:: Passage ::
Updated: Jul 26, 2023

Hi everyone! If you follow this blog and read our book reviews then you know a lot of times one of our big complaints is the story could use a better editor. We don’t often state what kind of editing is needed (unless it’s a proofreader/copy editor), but a lot of the time what’s needed is a line edit.

So what is a line edit?

A line edit is where an editor (or an author if they aren’t too close to the writing) goes through the text with a fine tooth comb looking for things that bog the text down. Things like repetitive phrasing, weak verbs/words, similar sentence structure. Line edits look for overused words, clichés, and telling vs. showing.

A line edit is not a content edit. It is not a developmental edit. It is not a sensitivity edit. It’s not a proofread/copy edit.

Its purpose is to make your prose stronger. More interesting. While leaving the core plots, words, and ideas.

So how does it work?

Well… I’m going to show you using a U.S.A. Today Bestselling author’s opening 300 words. This is not my writing. I am using a very small sample as an example for educational purposes. 

Now that the fair use jargon is out of the way. Here we go.


I happened across this while trying to find something to read. I didn’t like the opening, and I couldn’t figure out why. So I took off my reader’s hat, put on my editor’s hat, fired up google docs, and got to work.

When I was done, I had a document that looked something like this:

Let’s break this down. (You also get to see my fandom name, which I am very open about so if you like reading Hunger Games AUs or Soulmates stuff or a diary fic where Tom Riddle gives Ginny Weasley the facts of life you can hunt me down!)

First Paragraph:

The opening starts in the wrong place and doesn’t flow smoothly. And I noticed pretty early on that this author (assuming it isn’t a ghostwriter which is possible considering the author’s release schedule of 10+ books a year) has very repetitive phrasing. 

Now onto the second paragraph of my edit.

:: Entries shown ::

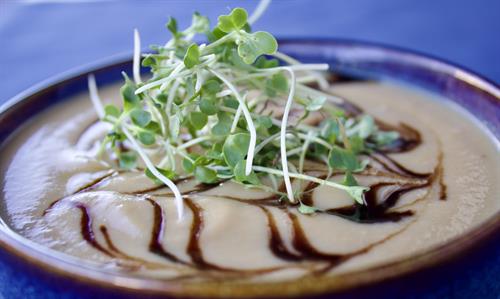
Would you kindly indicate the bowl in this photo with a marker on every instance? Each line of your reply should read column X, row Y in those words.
column 29, row 270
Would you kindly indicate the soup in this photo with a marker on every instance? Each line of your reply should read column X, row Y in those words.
column 435, row 183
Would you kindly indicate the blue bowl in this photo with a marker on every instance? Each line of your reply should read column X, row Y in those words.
column 27, row 270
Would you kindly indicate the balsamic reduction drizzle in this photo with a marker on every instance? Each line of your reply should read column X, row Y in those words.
column 378, row 209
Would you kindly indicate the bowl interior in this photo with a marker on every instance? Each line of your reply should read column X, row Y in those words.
column 347, row 58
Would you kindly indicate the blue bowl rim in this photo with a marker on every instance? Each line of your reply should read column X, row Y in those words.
column 429, row 259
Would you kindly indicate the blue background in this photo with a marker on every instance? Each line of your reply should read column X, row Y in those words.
column 39, row 40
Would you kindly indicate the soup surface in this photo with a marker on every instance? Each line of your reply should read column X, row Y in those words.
column 57, row 194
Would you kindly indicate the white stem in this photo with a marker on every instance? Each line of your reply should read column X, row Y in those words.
column 315, row 139
column 284, row 160
column 171, row 96
column 173, row 75
column 193, row 142
column 248, row 118
column 177, row 194
column 137, row 57
column 94, row 96
column 305, row 146
column 320, row 78
column 236, row 119
column 301, row 177
column 308, row 90
column 259, row 10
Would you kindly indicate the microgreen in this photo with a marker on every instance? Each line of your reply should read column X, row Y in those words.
column 203, row 105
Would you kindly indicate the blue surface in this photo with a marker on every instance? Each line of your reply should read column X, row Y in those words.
column 41, row 40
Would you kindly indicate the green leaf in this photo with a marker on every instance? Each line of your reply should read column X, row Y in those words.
column 330, row 130
column 112, row 110
column 172, row 26
column 205, row 175
column 130, row 99
column 364, row 128
column 307, row 210
column 175, row 126
column 211, row 87
column 264, row 63
column 235, row 148
column 188, row 165
column 278, row 83
column 343, row 159
column 264, row 121
column 256, row 44
column 169, row 174
column 236, row 20
column 208, row 106
column 357, row 144
column 198, row 119
column 200, row 24
column 192, row 56
column 140, row 117
column 162, row 98
column 127, row 160
column 315, row 104
column 349, row 179
column 240, row 176
column 231, row 102
column 357, row 193
column 146, row 138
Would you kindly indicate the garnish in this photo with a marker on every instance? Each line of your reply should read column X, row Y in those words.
column 203, row 112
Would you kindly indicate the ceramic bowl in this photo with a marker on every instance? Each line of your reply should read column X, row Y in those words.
column 28, row 270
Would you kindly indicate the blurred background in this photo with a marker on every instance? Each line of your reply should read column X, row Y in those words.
column 39, row 39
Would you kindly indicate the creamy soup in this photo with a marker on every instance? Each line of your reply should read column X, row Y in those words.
column 438, row 182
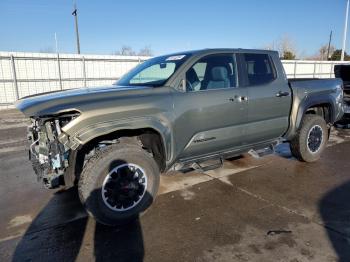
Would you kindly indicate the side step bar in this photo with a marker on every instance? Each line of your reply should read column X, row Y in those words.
column 201, row 166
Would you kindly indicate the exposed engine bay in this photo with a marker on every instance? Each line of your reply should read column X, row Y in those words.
column 48, row 155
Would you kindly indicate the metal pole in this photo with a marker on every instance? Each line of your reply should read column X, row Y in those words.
column 59, row 71
column 329, row 45
column 14, row 77
column 84, row 71
column 56, row 43
column 314, row 69
column 75, row 14
column 345, row 31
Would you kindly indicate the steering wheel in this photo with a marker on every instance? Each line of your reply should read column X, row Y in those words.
column 189, row 86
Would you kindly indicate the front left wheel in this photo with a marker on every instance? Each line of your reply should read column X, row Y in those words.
column 119, row 183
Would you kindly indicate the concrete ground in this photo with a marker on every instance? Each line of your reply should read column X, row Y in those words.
column 269, row 209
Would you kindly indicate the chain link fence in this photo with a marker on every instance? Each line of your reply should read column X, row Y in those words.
column 23, row 74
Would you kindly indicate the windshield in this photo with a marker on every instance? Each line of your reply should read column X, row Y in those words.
column 154, row 72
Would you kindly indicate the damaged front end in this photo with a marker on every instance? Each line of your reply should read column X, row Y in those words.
column 49, row 156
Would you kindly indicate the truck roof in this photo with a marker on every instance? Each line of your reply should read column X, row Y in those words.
column 218, row 50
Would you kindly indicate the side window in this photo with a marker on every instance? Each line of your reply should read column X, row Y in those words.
column 212, row 72
column 259, row 68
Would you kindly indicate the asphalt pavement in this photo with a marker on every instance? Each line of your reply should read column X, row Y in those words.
column 268, row 209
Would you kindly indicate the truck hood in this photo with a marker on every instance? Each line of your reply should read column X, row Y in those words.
column 58, row 102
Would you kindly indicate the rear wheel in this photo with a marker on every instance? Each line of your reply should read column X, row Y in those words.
column 119, row 183
column 311, row 139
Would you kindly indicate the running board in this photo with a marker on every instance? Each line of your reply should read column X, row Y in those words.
column 200, row 166
column 261, row 152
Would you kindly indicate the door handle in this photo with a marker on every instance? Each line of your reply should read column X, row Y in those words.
column 238, row 98
column 281, row 94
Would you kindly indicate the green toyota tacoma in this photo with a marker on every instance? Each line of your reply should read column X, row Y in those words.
column 174, row 112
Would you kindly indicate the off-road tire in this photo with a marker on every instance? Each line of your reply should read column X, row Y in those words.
column 97, row 168
column 299, row 144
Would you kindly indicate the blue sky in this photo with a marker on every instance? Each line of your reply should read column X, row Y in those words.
column 168, row 26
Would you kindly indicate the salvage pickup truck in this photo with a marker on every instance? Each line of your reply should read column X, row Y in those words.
column 174, row 112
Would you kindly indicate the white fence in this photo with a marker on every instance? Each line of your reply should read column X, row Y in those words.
column 23, row 74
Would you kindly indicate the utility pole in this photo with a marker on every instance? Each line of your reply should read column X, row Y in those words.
column 345, row 31
column 75, row 14
column 329, row 44
column 56, row 43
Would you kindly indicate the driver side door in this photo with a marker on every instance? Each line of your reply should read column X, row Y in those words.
column 211, row 115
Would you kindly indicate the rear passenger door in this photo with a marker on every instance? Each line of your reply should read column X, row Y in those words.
column 269, row 97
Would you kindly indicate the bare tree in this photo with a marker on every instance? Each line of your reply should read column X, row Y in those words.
column 323, row 51
column 127, row 50
column 285, row 46
column 146, row 51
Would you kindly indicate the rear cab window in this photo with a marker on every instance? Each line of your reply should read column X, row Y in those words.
column 216, row 71
column 259, row 69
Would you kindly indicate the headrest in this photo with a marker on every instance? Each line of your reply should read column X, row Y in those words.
column 192, row 76
column 219, row 73
column 260, row 67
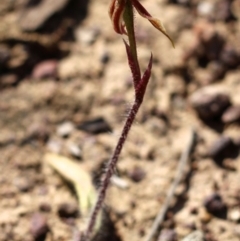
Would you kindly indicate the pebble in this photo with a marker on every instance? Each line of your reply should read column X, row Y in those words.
column 222, row 10
column 167, row 235
column 68, row 210
column 231, row 114
column 215, row 205
column 39, row 227
column 137, row 174
column 205, row 8
column 54, row 146
column 194, row 236
column 222, row 148
column 119, row 182
column 230, row 57
column 75, row 150
column 45, row 69
column 105, row 57
column 45, row 207
column 209, row 103
column 65, row 129
column 234, row 214
column 95, row 126
column 87, row 36
column 23, row 184
column 4, row 55
column 32, row 18
column 235, row 8
column 8, row 80
column 39, row 131
column 204, row 216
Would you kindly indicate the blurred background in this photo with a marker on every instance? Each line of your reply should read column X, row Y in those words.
column 66, row 87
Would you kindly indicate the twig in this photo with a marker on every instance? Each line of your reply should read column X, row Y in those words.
column 180, row 169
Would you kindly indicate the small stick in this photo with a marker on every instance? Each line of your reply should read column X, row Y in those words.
column 180, row 169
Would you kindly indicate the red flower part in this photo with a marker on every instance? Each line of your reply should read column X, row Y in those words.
column 116, row 11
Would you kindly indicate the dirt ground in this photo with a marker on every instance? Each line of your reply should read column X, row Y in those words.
column 65, row 88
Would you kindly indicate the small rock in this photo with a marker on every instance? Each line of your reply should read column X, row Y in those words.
column 8, row 80
column 222, row 10
column 231, row 114
column 87, row 36
column 209, row 103
column 223, row 148
column 214, row 205
column 119, row 182
column 32, row 18
column 45, row 69
column 45, row 207
column 195, row 236
column 167, row 235
column 204, row 216
column 54, row 146
column 137, row 174
column 23, row 184
column 95, row 126
column 234, row 214
column 205, row 8
column 39, row 227
column 65, row 129
column 105, row 57
column 39, row 131
column 235, row 8
column 4, row 55
column 68, row 210
column 75, row 150
column 230, row 57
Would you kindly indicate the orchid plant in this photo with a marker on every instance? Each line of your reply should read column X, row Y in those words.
column 121, row 13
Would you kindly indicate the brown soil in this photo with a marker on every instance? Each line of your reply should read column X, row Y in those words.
column 69, row 66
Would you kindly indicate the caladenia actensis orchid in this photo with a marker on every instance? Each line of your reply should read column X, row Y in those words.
column 122, row 15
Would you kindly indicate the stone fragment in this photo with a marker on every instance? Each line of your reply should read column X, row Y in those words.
column 215, row 205
column 167, row 235
column 65, row 129
column 68, row 210
column 223, row 148
column 194, row 236
column 95, row 126
column 137, row 174
column 231, row 114
column 209, row 103
column 33, row 17
column 39, row 227
column 74, row 150
column 45, row 69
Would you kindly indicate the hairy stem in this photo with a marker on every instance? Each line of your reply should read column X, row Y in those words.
column 111, row 167
column 128, row 17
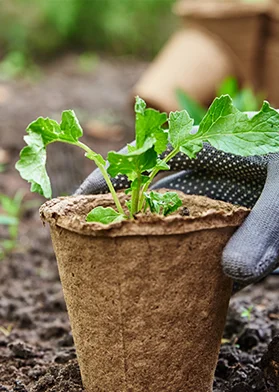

:: Exercise aim ::
Duplicate the part of the line-editing post above, starting at "A line edit is not" and ending at "Here we go.".

:: The solution ::
A line edit is not a content edit. It is not a developmental edit. It is not a sensitivity edit. It’s not a proofread/copy edit.

Its purpose is to make your prose stronger. More interesting. While leaving the core plots, words, and ideas.

So how does it work?

Well… I’m going to show you using a U.S.A. Today Bestselling author’s opening 300 words. This is not my writing. I am using a very small sample as an example for educational purposes. 

Now that the fair use jargon is out of the way. Here we go.